[EXERCISE REQUIREMENTS]
Copy out exactly each line from the line with "Study the photograph above. For every instance of the vanilla" through the last line of the material below.
---- RECORDS SHOWN
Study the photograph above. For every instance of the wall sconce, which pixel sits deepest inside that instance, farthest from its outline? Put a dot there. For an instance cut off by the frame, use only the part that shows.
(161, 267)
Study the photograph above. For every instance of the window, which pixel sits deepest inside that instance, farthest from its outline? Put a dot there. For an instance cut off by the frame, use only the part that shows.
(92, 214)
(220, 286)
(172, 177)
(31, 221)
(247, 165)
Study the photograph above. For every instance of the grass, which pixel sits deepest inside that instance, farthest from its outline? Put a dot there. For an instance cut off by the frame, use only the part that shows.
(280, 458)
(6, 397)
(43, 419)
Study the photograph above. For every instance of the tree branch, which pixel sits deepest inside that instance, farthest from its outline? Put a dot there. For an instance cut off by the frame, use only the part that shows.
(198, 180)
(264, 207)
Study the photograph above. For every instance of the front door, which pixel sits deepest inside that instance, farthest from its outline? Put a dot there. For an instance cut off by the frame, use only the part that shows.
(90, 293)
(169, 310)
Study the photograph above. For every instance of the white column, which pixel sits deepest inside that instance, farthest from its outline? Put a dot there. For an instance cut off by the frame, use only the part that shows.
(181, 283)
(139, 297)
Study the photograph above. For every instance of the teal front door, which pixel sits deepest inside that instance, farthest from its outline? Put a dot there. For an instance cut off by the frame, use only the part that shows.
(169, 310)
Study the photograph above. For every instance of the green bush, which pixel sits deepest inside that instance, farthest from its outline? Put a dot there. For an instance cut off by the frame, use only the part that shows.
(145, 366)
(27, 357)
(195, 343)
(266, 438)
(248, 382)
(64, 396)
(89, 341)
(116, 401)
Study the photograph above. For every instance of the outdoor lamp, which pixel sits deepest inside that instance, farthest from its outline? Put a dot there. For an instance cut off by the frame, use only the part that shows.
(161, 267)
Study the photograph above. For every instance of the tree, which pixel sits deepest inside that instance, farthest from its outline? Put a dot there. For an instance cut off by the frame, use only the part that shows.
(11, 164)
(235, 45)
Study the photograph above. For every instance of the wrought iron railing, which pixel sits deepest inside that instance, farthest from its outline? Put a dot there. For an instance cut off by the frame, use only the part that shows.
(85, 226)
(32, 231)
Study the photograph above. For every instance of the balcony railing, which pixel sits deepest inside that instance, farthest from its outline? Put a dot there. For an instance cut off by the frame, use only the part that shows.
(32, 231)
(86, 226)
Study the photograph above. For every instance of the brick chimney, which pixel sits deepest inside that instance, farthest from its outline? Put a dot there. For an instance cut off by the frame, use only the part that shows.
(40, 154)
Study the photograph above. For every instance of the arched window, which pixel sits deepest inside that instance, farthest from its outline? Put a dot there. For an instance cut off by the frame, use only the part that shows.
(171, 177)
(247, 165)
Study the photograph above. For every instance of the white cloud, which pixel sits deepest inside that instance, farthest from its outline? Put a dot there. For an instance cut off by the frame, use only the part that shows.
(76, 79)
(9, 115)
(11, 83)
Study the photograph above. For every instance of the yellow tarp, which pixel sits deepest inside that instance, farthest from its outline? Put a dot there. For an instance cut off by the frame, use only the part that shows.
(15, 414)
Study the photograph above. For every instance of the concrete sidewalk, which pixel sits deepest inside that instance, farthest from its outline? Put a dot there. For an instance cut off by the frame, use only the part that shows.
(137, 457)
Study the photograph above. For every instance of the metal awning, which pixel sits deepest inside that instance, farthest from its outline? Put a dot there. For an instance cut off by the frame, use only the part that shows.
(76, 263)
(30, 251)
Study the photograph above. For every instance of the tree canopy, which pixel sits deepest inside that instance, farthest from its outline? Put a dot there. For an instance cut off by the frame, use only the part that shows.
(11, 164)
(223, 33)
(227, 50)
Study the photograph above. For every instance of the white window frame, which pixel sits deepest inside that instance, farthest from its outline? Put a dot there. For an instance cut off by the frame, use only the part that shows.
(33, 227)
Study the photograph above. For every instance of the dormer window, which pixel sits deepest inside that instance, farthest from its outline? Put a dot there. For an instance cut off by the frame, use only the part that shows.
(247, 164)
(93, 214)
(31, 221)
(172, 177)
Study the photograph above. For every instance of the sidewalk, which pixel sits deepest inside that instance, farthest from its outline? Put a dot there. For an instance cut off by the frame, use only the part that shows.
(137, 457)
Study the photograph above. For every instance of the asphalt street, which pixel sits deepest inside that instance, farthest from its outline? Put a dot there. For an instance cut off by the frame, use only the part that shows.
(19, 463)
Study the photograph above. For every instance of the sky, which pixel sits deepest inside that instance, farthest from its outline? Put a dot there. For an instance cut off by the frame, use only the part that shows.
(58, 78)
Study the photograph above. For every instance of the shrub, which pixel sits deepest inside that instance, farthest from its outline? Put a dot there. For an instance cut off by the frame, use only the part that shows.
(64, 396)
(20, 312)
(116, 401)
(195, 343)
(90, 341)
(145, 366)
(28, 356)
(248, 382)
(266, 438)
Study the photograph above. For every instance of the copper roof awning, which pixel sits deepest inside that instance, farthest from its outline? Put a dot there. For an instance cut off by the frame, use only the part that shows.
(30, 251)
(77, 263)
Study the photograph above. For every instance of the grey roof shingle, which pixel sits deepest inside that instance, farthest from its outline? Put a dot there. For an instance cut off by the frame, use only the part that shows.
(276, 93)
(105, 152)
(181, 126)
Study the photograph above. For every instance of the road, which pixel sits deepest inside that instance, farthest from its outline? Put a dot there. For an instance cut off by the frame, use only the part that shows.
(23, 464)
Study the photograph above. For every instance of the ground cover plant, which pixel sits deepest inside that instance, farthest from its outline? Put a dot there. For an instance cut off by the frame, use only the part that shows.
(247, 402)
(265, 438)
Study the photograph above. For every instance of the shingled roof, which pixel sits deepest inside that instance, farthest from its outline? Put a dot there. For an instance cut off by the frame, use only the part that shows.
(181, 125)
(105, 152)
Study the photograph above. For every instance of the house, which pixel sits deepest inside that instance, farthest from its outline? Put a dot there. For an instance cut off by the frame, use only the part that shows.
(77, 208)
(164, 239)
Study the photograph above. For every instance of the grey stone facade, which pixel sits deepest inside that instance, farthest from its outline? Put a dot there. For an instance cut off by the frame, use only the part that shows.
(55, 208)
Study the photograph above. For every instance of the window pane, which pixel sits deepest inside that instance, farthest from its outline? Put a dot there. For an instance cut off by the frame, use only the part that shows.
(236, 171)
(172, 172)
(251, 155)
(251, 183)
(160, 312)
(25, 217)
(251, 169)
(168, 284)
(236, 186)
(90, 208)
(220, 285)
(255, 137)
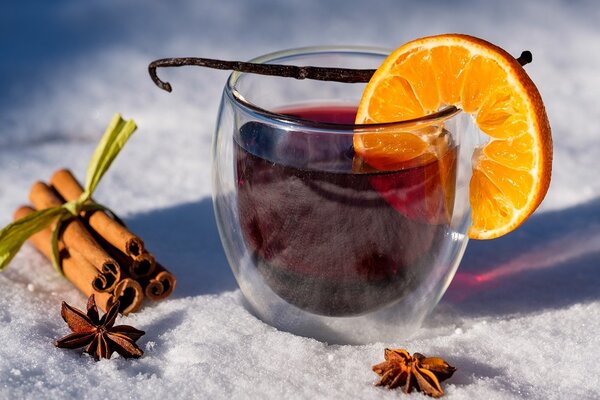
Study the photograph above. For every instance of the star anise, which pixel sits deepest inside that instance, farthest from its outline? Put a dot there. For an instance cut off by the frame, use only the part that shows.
(416, 371)
(99, 335)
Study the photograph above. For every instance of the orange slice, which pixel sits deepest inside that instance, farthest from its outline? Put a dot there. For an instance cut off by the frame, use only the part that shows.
(511, 172)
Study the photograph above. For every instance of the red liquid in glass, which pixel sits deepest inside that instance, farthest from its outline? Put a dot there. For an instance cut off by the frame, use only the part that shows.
(328, 240)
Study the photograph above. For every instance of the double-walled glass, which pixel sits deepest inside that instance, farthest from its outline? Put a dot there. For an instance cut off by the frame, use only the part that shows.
(322, 243)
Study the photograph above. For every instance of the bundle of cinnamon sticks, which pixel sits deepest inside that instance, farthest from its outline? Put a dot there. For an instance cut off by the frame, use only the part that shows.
(98, 254)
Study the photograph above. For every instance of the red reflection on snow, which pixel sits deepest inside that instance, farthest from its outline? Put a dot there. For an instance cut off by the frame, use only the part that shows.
(552, 254)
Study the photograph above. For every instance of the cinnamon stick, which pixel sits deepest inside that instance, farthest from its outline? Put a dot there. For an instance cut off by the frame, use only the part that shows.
(116, 234)
(161, 285)
(137, 268)
(130, 295)
(76, 237)
(75, 267)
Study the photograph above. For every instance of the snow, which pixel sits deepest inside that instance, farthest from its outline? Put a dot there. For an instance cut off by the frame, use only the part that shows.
(520, 320)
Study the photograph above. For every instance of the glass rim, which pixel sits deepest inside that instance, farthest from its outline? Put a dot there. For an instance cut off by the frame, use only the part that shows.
(443, 114)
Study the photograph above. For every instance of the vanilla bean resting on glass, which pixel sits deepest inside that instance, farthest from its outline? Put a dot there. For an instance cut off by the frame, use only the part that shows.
(345, 75)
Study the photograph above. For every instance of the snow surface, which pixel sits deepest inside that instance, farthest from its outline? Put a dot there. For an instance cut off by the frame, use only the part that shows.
(521, 319)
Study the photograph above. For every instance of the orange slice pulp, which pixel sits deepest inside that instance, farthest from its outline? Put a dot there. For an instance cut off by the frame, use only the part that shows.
(511, 172)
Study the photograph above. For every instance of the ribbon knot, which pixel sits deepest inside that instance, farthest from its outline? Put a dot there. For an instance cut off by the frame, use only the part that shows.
(15, 234)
--------
[OUTPUT OF THE EXERCISE]
Study the photograph above. For every instance of the vanilla bean resting on glass, which pixel sits deepest inside that instance, farthest from its outline? Put a dot there. For an instance cut off by the frame, use only the part that shows.
(345, 75)
Study the photograph above. For every instance of the snow surface, which pixel sits deepest inside that instance, farthest from its outline? Put a dot there. For an instance cut off by the frame, use only the part that shows.
(521, 319)
Study the photograph above. For every instance of the orange slice pulp, which pixel sits deepest inside that instance, farthest from its outline? Put a dot there. For an instance cut off by the frame, use only the part that shows.
(511, 172)
Study the photograph above. For every instance of the ribbon knot, which pixel sits deepest inside that instance, farthest from its outline? Put a dot there. For an instance cut off by the frame, use only the part that shows.
(15, 234)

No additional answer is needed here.